§ Provided information

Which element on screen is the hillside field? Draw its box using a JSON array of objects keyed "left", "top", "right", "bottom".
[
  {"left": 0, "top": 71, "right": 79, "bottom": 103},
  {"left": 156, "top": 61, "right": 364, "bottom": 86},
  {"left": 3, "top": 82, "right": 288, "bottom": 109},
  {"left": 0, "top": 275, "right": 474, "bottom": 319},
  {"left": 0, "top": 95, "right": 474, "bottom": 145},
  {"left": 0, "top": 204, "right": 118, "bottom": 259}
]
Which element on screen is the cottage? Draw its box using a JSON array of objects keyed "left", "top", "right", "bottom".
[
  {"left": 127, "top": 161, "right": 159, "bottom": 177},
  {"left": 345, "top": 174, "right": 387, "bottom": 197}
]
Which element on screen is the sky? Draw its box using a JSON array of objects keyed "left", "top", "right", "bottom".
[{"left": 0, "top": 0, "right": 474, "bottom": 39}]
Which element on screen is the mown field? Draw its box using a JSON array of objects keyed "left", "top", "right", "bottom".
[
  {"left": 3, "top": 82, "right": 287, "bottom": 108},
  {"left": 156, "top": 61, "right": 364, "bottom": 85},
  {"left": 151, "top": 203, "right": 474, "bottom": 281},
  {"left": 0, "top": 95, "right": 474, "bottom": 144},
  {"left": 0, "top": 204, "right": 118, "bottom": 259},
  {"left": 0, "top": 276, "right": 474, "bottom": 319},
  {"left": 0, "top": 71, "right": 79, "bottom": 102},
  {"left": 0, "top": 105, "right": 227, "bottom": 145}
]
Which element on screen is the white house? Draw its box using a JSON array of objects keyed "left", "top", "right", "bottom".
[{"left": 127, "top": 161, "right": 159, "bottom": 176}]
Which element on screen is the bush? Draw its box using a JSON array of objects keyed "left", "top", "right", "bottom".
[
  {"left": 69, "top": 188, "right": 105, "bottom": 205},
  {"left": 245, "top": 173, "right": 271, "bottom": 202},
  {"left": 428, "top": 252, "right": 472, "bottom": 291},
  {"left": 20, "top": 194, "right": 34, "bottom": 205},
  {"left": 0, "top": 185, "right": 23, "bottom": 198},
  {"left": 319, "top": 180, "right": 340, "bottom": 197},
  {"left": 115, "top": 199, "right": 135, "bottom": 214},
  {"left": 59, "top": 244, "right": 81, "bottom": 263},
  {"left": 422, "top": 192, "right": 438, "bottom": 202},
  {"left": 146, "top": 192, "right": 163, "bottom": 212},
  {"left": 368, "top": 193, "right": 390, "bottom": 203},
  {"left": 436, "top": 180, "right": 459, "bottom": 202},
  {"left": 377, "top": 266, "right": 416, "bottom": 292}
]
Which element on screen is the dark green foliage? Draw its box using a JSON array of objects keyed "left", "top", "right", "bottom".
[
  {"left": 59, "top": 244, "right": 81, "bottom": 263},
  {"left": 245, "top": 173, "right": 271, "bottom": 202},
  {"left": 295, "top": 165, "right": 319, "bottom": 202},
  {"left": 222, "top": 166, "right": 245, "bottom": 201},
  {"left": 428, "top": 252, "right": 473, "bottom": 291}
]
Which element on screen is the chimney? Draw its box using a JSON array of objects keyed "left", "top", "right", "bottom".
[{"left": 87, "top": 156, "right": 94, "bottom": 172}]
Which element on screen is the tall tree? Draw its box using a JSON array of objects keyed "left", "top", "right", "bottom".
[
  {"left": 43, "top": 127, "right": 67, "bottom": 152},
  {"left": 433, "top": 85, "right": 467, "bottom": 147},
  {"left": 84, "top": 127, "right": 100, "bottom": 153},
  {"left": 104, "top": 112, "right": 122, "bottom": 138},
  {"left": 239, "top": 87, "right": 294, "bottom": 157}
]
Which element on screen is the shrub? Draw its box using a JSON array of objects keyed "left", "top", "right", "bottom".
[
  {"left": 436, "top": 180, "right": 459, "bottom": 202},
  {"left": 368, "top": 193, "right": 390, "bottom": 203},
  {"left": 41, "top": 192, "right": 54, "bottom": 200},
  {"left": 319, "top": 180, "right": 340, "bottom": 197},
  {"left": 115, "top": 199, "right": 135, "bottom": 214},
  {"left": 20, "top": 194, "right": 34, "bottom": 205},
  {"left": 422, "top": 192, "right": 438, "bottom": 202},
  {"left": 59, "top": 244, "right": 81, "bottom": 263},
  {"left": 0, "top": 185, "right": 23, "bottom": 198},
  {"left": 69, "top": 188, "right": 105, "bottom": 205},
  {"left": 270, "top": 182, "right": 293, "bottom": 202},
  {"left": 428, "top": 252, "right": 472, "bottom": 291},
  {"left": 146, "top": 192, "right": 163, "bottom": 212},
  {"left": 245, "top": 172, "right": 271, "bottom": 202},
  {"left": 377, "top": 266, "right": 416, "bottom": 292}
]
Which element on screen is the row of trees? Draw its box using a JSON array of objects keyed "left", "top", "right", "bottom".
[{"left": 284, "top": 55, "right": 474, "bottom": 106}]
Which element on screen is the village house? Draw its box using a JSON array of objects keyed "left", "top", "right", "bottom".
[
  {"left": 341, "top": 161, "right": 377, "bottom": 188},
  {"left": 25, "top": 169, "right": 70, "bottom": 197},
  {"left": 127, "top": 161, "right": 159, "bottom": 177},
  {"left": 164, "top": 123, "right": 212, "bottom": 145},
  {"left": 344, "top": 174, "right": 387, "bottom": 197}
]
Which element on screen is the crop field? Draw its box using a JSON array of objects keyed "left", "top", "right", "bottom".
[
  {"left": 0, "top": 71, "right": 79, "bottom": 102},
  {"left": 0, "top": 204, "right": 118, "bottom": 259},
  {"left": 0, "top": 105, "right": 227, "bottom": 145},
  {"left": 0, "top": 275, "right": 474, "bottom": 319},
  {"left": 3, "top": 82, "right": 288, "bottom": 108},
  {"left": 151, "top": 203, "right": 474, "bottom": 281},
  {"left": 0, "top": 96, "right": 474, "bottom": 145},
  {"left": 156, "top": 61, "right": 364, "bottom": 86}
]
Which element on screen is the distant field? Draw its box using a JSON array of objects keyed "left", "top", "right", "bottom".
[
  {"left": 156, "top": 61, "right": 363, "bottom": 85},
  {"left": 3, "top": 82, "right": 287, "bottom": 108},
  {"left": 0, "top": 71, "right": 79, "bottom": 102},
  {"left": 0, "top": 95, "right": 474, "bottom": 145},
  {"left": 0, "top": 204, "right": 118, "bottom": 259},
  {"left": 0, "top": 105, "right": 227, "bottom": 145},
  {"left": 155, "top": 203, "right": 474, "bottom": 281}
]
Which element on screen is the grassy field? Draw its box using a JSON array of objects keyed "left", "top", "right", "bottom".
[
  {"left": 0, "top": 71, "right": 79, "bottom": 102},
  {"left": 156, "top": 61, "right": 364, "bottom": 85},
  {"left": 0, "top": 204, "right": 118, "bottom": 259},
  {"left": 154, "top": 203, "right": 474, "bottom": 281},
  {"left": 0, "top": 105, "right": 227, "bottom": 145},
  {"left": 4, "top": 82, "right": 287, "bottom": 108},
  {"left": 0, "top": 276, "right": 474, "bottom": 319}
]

§ Goal
Write out all of the material above verbatim, keeping every line in its original order.

§ Completed task
Which element on screen is the hillside field? Draw its box using a JSON array of objects keyed "left", "top", "right", "bottom".
[
  {"left": 0, "top": 71, "right": 79, "bottom": 103},
  {"left": 156, "top": 61, "right": 364, "bottom": 86},
  {"left": 3, "top": 82, "right": 288, "bottom": 109},
  {"left": 0, "top": 275, "right": 474, "bottom": 319},
  {"left": 0, "top": 95, "right": 474, "bottom": 145},
  {"left": 0, "top": 204, "right": 118, "bottom": 259}
]
Which element on screen is the cottage? Draw its box using a JSON array of objects keyed "left", "top", "right", "bottom".
[
  {"left": 127, "top": 161, "right": 159, "bottom": 177},
  {"left": 345, "top": 174, "right": 387, "bottom": 197}
]
Which element on screen is the sky? Draw its box using a JSON array of objects keyed "left", "top", "right", "bottom".
[{"left": 0, "top": 0, "right": 474, "bottom": 39}]
Which element on screen is the mown field? Draw its box using a JSON array of objects keyed "left", "top", "right", "bottom".
[
  {"left": 3, "top": 82, "right": 287, "bottom": 108},
  {"left": 156, "top": 61, "right": 364, "bottom": 85},
  {"left": 151, "top": 203, "right": 474, "bottom": 281},
  {"left": 0, "top": 95, "right": 474, "bottom": 144},
  {"left": 0, "top": 204, "right": 118, "bottom": 259},
  {"left": 0, "top": 276, "right": 474, "bottom": 319},
  {"left": 0, "top": 71, "right": 79, "bottom": 102},
  {"left": 0, "top": 105, "right": 227, "bottom": 145}
]
Which element on screen is the white house? Draw its box using a JSON array of objects keyed "left", "top", "right", "bottom".
[{"left": 127, "top": 161, "right": 159, "bottom": 176}]
Which element on screen is the bush? Draw its box using a JSON array of objects keyed "left", "top", "right", "bottom".
[
  {"left": 69, "top": 188, "right": 105, "bottom": 205},
  {"left": 245, "top": 173, "right": 271, "bottom": 202},
  {"left": 428, "top": 252, "right": 472, "bottom": 291},
  {"left": 20, "top": 194, "right": 34, "bottom": 205},
  {"left": 0, "top": 185, "right": 23, "bottom": 198},
  {"left": 319, "top": 180, "right": 340, "bottom": 197},
  {"left": 115, "top": 199, "right": 135, "bottom": 214},
  {"left": 59, "top": 244, "right": 81, "bottom": 263},
  {"left": 422, "top": 192, "right": 438, "bottom": 202},
  {"left": 146, "top": 192, "right": 163, "bottom": 212},
  {"left": 368, "top": 193, "right": 390, "bottom": 203},
  {"left": 436, "top": 180, "right": 459, "bottom": 202},
  {"left": 377, "top": 266, "right": 416, "bottom": 292}
]
Which element on screen is the dark green foliage? Draw its box using a JSON array of objects keyed "left", "top", "right", "bottom".
[
  {"left": 59, "top": 244, "right": 81, "bottom": 263},
  {"left": 245, "top": 173, "right": 271, "bottom": 202},
  {"left": 295, "top": 165, "right": 319, "bottom": 202},
  {"left": 222, "top": 166, "right": 245, "bottom": 201},
  {"left": 428, "top": 252, "right": 473, "bottom": 291}
]
Which element on screen is the chimney? Draw its box using a JSON array of objects keyed "left", "top", "right", "bottom".
[{"left": 87, "top": 156, "right": 94, "bottom": 172}]
Which element on screen is the tall tree? Draw its box using a JSON array of objects keyed "left", "top", "right", "bottom".
[
  {"left": 43, "top": 127, "right": 67, "bottom": 152},
  {"left": 433, "top": 85, "right": 467, "bottom": 147},
  {"left": 84, "top": 127, "right": 100, "bottom": 153},
  {"left": 104, "top": 112, "right": 122, "bottom": 138},
  {"left": 239, "top": 87, "right": 294, "bottom": 157}
]
Which element on screen is the shrub? Draw its box using a JSON array of objects keyed "left", "top", "right", "bottom".
[
  {"left": 436, "top": 180, "right": 459, "bottom": 202},
  {"left": 368, "top": 193, "right": 390, "bottom": 203},
  {"left": 41, "top": 192, "right": 54, "bottom": 200},
  {"left": 319, "top": 180, "right": 340, "bottom": 197},
  {"left": 115, "top": 199, "right": 135, "bottom": 214},
  {"left": 20, "top": 194, "right": 34, "bottom": 205},
  {"left": 422, "top": 192, "right": 438, "bottom": 202},
  {"left": 59, "top": 244, "right": 81, "bottom": 263},
  {"left": 0, "top": 185, "right": 23, "bottom": 198},
  {"left": 69, "top": 188, "right": 105, "bottom": 205},
  {"left": 270, "top": 182, "right": 293, "bottom": 202},
  {"left": 428, "top": 252, "right": 472, "bottom": 291},
  {"left": 146, "top": 192, "right": 163, "bottom": 212},
  {"left": 245, "top": 172, "right": 271, "bottom": 202},
  {"left": 377, "top": 266, "right": 416, "bottom": 292}
]
Which element on screen is the row of trees? Draw its box using a JSON array of objects keyed "left", "top", "right", "bottom".
[{"left": 284, "top": 55, "right": 474, "bottom": 106}]
Which element on screen is the village house? Draw its box using a JSON array of objects keyed "left", "top", "right", "bottom".
[
  {"left": 341, "top": 161, "right": 377, "bottom": 188},
  {"left": 25, "top": 169, "right": 70, "bottom": 197},
  {"left": 127, "top": 161, "right": 159, "bottom": 177},
  {"left": 164, "top": 123, "right": 212, "bottom": 145},
  {"left": 344, "top": 174, "right": 387, "bottom": 197}
]
Which element on screen is the crop field? Draw its box using a JSON array of objects keyed "left", "top", "right", "bottom".
[
  {"left": 0, "top": 71, "right": 79, "bottom": 102},
  {"left": 0, "top": 204, "right": 118, "bottom": 259},
  {"left": 0, "top": 105, "right": 227, "bottom": 145},
  {"left": 0, "top": 275, "right": 474, "bottom": 319},
  {"left": 3, "top": 82, "right": 288, "bottom": 108},
  {"left": 151, "top": 203, "right": 474, "bottom": 281},
  {"left": 0, "top": 96, "right": 474, "bottom": 145},
  {"left": 156, "top": 61, "right": 364, "bottom": 86}
]
Which element on screen is the distant field? Draw its box using a JSON array of objects keyed "left", "top", "right", "bottom".
[
  {"left": 156, "top": 61, "right": 363, "bottom": 85},
  {"left": 3, "top": 82, "right": 287, "bottom": 108},
  {"left": 0, "top": 71, "right": 79, "bottom": 102},
  {"left": 0, "top": 95, "right": 474, "bottom": 145},
  {"left": 0, "top": 204, "right": 118, "bottom": 259},
  {"left": 0, "top": 105, "right": 227, "bottom": 145},
  {"left": 155, "top": 203, "right": 474, "bottom": 281}
]
Which element on screen is the grassy field? Draw its box using a JSON array of objects keyed "left", "top", "right", "bottom".
[
  {"left": 0, "top": 71, "right": 79, "bottom": 102},
  {"left": 156, "top": 61, "right": 364, "bottom": 85},
  {"left": 0, "top": 204, "right": 118, "bottom": 259},
  {"left": 154, "top": 203, "right": 474, "bottom": 281},
  {"left": 0, "top": 105, "right": 227, "bottom": 145},
  {"left": 4, "top": 82, "right": 287, "bottom": 108},
  {"left": 0, "top": 276, "right": 474, "bottom": 319}
]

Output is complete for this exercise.